Dismiss Notice
Join Physics Forums Today!
The friendliest, high quality science and math community on the planet! Everyone who loves science is here!

Homework Help: Evaluating Limits

  1. Sep 5, 2011 #1
    Why is it that lim n->inf sin(n)^(1/n) = 1? I can't seem to figure it out why, thanks for any help that you can provide.
     
  2. jcsd
  3. Sep 5, 2011 #2
    What kind of values would Sin(n) take where whatever (n) is ?
     
  4. Sep 5, 2011 #3
    All values from -1 to 1, including these values, and then you would raise all those values to ^(1/n), were n is all values from 1 to infinity including 1, still unsure why though
     
    Last edited: Sep 5, 2011
  5. Sep 5, 2011 #4
  6. Sep 5, 2011 #5

    lanedance

    User Avatar
    Homework Helper

    its an interesting one

    now do you need to prove it or just convince yourself qualitatively?

    first what is the limit of
    [tex] \lim_{n \to \infty}(-1)^{1/n}[/tex]

    in fact for any number a, not zero, what is
    [tex] \Lim_{n \to \infty}(a)^{1/n}[/tex]

    another thing that is instructive to do might be to consider the magnitude in the limit

    The problems with sin will be around the zero, or n = k.pi, for integers k. For large n the exponent will "squeeze" these points of divergence to an infinitesimal region
     
  7. Sep 6, 2011 #6

    dynamicsolo

    User Avatar
    Homework Helper

    It is correct to say that you will need the "Squeeze Theorem" in some way, because L'Hopital's Rule will be useless since [itex]\lim_{n \rightarrow \infty} \sin(n) [/itex] does not exist.

    However, you will need to avoid using the problematic function [itex]a^{1/n}[/itex] , with a < 0 : it has a countably infinite number of undefined points, those being where n is even. (I notice, in fact, that Grapher won't even attempt y = (-1)1/x .) The proof will need to be drawn a bit more carefully...

= GIVEN INSTRUCTION =
Please continue the forum thread on the limit of sin(n)^(1/n) from the point where it stops.

= RECORDS SUPPLIED =

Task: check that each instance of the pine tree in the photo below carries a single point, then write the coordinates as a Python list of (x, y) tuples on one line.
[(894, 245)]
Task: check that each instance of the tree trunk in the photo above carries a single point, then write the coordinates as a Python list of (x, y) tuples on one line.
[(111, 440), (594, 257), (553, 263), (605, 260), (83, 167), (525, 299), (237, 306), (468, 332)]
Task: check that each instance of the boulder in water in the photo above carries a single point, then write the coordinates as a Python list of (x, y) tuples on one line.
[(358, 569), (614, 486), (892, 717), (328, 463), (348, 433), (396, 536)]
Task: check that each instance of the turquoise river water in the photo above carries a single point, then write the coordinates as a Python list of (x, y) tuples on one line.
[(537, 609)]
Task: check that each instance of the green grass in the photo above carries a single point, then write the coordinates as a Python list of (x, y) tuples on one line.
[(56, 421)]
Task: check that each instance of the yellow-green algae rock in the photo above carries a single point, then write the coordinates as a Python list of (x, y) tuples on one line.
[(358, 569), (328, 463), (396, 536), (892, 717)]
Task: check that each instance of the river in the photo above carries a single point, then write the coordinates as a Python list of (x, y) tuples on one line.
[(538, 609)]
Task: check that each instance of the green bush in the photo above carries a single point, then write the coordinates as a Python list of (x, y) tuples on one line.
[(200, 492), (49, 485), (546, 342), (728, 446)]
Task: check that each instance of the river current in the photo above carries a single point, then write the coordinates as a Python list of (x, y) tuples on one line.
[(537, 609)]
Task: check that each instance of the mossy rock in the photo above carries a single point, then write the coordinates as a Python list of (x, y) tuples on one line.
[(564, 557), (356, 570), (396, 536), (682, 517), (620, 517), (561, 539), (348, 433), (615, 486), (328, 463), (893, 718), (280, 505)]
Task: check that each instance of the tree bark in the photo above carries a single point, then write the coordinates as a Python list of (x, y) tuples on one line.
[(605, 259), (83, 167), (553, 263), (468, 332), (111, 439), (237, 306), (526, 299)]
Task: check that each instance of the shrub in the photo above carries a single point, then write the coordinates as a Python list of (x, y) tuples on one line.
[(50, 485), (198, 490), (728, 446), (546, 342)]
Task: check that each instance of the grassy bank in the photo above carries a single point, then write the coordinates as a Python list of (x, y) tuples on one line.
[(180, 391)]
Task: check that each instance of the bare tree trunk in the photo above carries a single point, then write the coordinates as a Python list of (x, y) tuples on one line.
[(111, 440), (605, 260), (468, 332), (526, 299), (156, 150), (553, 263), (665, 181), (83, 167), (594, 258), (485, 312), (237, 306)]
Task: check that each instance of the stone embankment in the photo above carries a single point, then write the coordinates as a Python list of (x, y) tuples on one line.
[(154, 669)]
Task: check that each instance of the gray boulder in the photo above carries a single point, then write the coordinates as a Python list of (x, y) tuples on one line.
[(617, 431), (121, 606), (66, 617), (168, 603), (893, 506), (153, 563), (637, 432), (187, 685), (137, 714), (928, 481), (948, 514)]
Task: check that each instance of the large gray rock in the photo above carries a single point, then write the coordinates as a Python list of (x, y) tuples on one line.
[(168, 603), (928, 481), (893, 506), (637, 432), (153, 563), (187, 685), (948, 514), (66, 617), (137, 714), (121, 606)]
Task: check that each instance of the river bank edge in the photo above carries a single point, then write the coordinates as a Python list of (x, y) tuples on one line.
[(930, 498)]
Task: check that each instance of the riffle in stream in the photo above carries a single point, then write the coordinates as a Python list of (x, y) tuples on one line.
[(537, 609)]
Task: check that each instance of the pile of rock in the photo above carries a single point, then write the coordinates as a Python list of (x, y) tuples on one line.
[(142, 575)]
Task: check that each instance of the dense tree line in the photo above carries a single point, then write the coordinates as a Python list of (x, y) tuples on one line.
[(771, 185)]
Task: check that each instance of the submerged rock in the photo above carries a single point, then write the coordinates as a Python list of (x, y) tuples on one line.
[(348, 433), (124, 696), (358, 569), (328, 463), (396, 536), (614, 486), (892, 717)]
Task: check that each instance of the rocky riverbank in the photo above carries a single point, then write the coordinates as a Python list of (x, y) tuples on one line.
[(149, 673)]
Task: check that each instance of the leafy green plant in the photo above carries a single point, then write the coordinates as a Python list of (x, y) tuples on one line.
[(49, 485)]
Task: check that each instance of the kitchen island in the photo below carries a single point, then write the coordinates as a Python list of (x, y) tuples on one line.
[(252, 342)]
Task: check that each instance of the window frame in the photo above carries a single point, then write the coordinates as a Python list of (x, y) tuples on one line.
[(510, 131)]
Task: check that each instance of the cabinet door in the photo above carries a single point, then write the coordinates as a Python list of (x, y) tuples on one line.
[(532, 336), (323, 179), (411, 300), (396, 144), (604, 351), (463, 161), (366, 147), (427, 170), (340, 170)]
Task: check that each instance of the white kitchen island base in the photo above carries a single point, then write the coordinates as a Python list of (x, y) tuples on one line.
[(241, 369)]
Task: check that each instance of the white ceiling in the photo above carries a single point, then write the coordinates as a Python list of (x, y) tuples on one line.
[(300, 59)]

= SOLVED EXERCISE =
     
  8. Sep 6, 2011 #7
    I originally thought that as well

    lim n->inf a^(1/n) = 1

    so

    lim n->inf sin(n)^(1/n) = 1

    but I wasn't so sure about that because lim n->inf sin(n) is undefined but would contain some value between -1<= sin(inf) <=1, at least I think

    and ya interestingly enough for some reason (-1)^(1/inf) is -1 and not positive one, not really sure why, (-1)^(1/inf) should be equal to (-1)^0 and should be equal to one 1 but it's not and actually negative one, not really sure why it's -1 and not 1, 0^(1/inf)=0^0 is undefined as well.
     
  9. Sep 6, 2011 #8

    Dick

    User Avatar
    Science Advisor
    Homework Helper

    If you mean lim n->inf sin(n)^(1/n) where n is a real number then to say it's 1 is silly. If n=k*pi, then sin(k*pi)=0 and 0^(1/n)=0. That's not near 1. If you mean n to be an integer then it's not so obviously wrong because k*pi is never an integer, but it can be REALLY CLOSE to an integer.
     
  10. Sep 6, 2011 #9

    Dick

    User Avatar
    Science Advisor
    Homework Helper

    Why would you think lim n->inf (-1)^(1/n)=(-1)?? First of all you have to DEFINE what (-1)^(1/n) means since there are n different nth roots. By making a sufficiently bizarre choice I think you can make the limit come out to any complex number z such that |z|=1. The usual principal root choice would make it +1.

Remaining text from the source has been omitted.